[THE TASK] The required output consists solely of the lines from the line containing "Where can you see the wood grain" through the end of the records, copied exactly.

═══ SUPPLIED MATERIAL

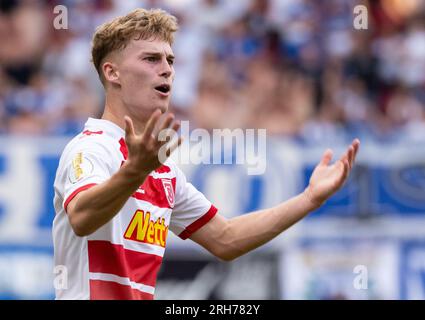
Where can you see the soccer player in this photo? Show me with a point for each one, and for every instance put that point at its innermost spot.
(115, 200)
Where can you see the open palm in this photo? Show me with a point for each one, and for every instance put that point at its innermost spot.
(326, 179)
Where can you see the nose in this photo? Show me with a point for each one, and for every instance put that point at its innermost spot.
(166, 69)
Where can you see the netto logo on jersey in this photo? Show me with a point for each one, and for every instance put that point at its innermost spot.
(143, 229)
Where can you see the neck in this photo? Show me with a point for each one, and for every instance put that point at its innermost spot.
(115, 111)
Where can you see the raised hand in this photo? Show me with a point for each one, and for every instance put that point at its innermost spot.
(143, 149)
(326, 179)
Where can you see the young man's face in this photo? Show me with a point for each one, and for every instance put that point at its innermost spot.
(146, 74)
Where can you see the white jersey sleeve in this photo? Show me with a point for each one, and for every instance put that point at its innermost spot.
(86, 164)
(191, 210)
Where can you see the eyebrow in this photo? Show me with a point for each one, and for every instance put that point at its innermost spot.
(169, 56)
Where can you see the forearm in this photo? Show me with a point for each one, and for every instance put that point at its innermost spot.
(96, 206)
(247, 232)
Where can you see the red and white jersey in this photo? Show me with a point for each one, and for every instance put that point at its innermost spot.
(121, 259)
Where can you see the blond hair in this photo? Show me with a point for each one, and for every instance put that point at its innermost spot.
(138, 24)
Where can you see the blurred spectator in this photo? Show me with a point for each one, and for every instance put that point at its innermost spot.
(295, 67)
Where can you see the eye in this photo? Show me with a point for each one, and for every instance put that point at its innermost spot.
(151, 59)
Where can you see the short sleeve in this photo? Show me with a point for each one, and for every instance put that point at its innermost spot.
(85, 167)
(191, 210)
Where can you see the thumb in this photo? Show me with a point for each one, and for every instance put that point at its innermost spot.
(327, 157)
(129, 128)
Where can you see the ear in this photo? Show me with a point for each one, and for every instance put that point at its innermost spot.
(111, 73)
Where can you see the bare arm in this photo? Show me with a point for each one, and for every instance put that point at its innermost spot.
(94, 207)
(229, 239)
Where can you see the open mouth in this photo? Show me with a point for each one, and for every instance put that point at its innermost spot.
(164, 88)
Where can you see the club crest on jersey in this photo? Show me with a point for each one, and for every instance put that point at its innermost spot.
(169, 192)
(81, 167)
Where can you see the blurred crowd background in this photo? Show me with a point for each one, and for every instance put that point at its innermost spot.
(296, 67)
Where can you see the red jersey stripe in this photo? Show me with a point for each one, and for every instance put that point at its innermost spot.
(108, 290)
(186, 233)
(73, 195)
(139, 267)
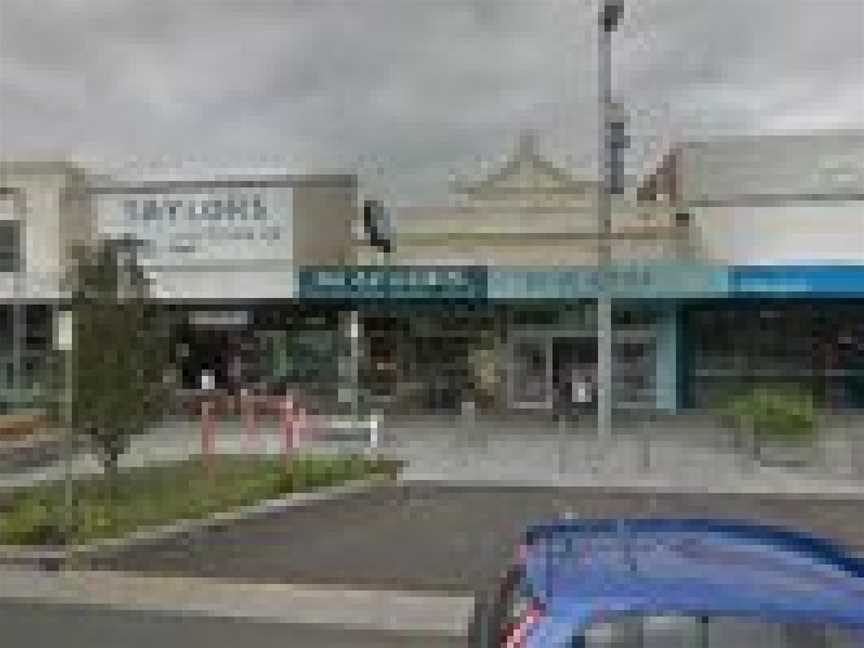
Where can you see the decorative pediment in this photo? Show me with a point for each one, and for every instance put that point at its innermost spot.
(525, 173)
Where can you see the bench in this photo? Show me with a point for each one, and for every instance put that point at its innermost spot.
(21, 425)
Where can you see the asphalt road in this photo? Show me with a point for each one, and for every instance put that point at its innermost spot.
(430, 537)
(25, 625)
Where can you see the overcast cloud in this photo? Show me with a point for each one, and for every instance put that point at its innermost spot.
(404, 91)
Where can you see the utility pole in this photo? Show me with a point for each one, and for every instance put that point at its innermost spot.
(608, 18)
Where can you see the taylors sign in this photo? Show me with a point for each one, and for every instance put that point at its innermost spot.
(236, 224)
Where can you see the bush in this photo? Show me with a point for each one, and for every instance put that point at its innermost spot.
(32, 520)
(777, 412)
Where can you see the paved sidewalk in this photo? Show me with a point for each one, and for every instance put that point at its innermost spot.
(682, 453)
(389, 611)
(686, 453)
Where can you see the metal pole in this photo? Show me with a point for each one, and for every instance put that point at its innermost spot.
(17, 326)
(608, 18)
(68, 500)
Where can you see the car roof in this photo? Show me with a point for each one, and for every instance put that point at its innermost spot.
(583, 570)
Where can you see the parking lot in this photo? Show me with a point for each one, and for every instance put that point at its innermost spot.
(440, 537)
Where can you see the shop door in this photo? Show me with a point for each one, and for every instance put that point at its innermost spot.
(571, 358)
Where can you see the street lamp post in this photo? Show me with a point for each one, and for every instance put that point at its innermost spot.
(608, 19)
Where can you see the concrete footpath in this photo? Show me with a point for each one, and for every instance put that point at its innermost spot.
(685, 453)
(389, 611)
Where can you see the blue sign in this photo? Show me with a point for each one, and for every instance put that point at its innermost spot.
(376, 282)
(623, 281)
(803, 280)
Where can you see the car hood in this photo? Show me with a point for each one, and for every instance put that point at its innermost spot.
(583, 570)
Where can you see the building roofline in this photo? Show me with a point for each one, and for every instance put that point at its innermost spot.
(227, 182)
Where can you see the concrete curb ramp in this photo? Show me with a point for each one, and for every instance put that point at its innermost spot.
(389, 611)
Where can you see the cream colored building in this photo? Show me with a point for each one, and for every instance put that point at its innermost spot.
(531, 213)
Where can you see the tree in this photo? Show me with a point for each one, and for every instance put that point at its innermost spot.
(120, 350)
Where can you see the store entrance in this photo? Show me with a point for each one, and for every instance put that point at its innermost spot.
(572, 359)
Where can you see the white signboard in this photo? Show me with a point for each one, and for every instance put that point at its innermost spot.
(200, 226)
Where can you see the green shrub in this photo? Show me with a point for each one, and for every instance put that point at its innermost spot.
(31, 521)
(779, 412)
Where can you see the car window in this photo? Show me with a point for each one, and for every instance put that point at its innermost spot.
(715, 632)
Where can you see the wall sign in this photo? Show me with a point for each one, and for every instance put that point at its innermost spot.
(812, 281)
(363, 283)
(632, 282)
(247, 224)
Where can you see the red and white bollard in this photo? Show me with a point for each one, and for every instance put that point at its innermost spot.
(250, 427)
(287, 427)
(208, 433)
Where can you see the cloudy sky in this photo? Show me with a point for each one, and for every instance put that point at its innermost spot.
(407, 91)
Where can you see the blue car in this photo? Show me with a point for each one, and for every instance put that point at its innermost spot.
(671, 583)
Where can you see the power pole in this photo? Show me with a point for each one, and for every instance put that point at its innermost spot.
(608, 19)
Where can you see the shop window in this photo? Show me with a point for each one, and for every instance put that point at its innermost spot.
(10, 246)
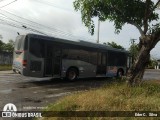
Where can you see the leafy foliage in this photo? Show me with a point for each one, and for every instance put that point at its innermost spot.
(134, 49)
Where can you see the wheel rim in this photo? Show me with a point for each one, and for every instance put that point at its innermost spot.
(71, 75)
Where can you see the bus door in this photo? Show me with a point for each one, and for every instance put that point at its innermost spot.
(101, 64)
(56, 62)
(48, 60)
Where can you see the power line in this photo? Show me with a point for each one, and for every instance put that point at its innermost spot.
(8, 4)
(37, 24)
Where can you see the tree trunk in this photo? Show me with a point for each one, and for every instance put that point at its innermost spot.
(138, 68)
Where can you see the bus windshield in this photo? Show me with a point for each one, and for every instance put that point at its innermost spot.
(20, 43)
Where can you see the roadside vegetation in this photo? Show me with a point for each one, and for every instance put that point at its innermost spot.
(115, 96)
(5, 67)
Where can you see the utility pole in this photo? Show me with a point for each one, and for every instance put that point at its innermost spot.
(98, 31)
(133, 52)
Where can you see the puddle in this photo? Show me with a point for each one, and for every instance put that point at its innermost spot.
(6, 91)
(26, 99)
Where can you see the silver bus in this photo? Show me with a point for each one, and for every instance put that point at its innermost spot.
(43, 56)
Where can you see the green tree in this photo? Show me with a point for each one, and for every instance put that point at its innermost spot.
(139, 13)
(114, 45)
(9, 47)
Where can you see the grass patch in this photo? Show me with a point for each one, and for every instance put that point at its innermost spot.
(111, 97)
(5, 67)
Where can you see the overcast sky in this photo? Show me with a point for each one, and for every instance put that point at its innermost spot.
(58, 18)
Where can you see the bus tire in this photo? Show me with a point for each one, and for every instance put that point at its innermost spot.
(72, 74)
(120, 73)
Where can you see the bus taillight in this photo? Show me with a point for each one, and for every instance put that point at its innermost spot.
(24, 62)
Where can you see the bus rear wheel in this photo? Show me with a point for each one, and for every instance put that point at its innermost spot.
(72, 74)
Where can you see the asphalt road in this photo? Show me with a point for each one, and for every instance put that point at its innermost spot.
(34, 93)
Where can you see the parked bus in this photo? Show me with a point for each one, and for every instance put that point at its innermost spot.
(43, 56)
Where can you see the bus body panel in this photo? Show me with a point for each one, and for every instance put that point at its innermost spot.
(40, 56)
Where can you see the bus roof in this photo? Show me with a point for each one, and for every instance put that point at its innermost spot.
(79, 43)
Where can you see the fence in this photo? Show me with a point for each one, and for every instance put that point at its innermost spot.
(6, 58)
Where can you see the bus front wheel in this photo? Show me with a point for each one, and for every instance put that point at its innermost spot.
(72, 74)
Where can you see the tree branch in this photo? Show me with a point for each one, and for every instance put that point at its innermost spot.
(138, 27)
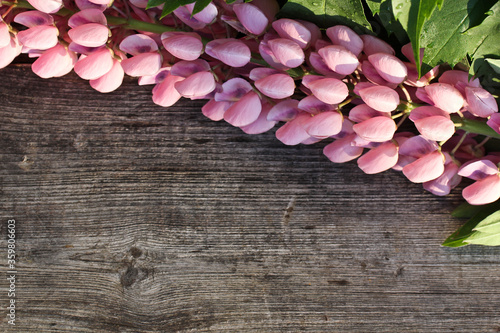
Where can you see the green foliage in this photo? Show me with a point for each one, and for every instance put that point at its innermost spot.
(327, 13)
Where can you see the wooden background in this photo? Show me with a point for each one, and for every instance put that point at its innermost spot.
(136, 218)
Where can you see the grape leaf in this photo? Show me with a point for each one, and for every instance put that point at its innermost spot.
(412, 15)
(383, 11)
(449, 38)
(327, 13)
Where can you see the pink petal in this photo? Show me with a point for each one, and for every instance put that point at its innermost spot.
(138, 44)
(252, 18)
(417, 146)
(262, 124)
(86, 16)
(262, 72)
(46, 6)
(484, 191)
(426, 168)
(346, 37)
(481, 102)
(142, 64)
(339, 59)
(324, 124)
(233, 90)
(9, 52)
(380, 98)
(291, 29)
(287, 52)
(33, 18)
(341, 150)
(437, 128)
(284, 111)
(478, 169)
(95, 65)
(377, 129)
(196, 85)
(493, 122)
(389, 67)
(54, 62)
(90, 34)
(215, 110)
(40, 37)
(313, 105)
(379, 159)
(110, 81)
(183, 45)
(329, 90)
(277, 86)
(445, 97)
(444, 183)
(372, 45)
(293, 132)
(164, 93)
(187, 68)
(363, 112)
(4, 34)
(245, 111)
(232, 52)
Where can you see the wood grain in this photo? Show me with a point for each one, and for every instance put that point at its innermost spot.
(136, 218)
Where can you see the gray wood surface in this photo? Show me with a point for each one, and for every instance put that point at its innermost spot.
(131, 217)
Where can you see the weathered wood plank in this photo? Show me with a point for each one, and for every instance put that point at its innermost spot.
(136, 218)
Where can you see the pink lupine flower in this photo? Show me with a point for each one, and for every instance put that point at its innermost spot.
(346, 37)
(486, 189)
(447, 181)
(480, 102)
(329, 90)
(376, 129)
(230, 51)
(10, 51)
(372, 45)
(94, 65)
(41, 33)
(339, 59)
(324, 124)
(445, 96)
(433, 123)
(493, 122)
(145, 58)
(293, 30)
(425, 161)
(286, 52)
(110, 81)
(380, 158)
(284, 111)
(277, 86)
(54, 62)
(245, 111)
(389, 67)
(90, 34)
(196, 85)
(380, 98)
(342, 150)
(46, 6)
(262, 124)
(293, 132)
(253, 19)
(183, 45)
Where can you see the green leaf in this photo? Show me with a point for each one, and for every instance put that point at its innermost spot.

══════

[THE ANSWER]
Where can you see the wood grain in this photo? Show me with a point for each one, and for every instance put that point at its innermost spot.
(136, 218)
Where can you see the gray wood surface in this photo? Show me with a point for each one, and for every instance put that point at its innermost spot.
(131, 217)
Where can you see the weathered wood plank in this photo? Show me with a point for each one, and for every instance put that point at its innermost spot.
(136, 218)
Where can you see the pink lupine flower in this photo? Show me with a point for each one, and for every instance put that point at its innermost spot.
(346, 37)
(486, 189)
(447, 181)
(480, 102)
(329, 90)
(376, 129)
(230, 51)
(10, 51)
(372, 45)
(94, 65)
(41, 33)
(339, 59)
(324, 124)
(445, 96)
(433, 123)
(493, 122)
(145, 58)
(293, 30)
(425, 161)
(286, 52)
(110, 81)
(380, 158)
(284, 111)
(277, 86)
(54, 62)
(245, 111)
(389, 67)
(90, 34)
(196, 85)
(380, 98)
(342, 150)
(46, 6)
(262, 124)
(293, 132)
(253, 19)
(183, 45)
Where can you see the green leaf in this photo? Show me with a point for each one, and for every instance put that point at its innermost spot.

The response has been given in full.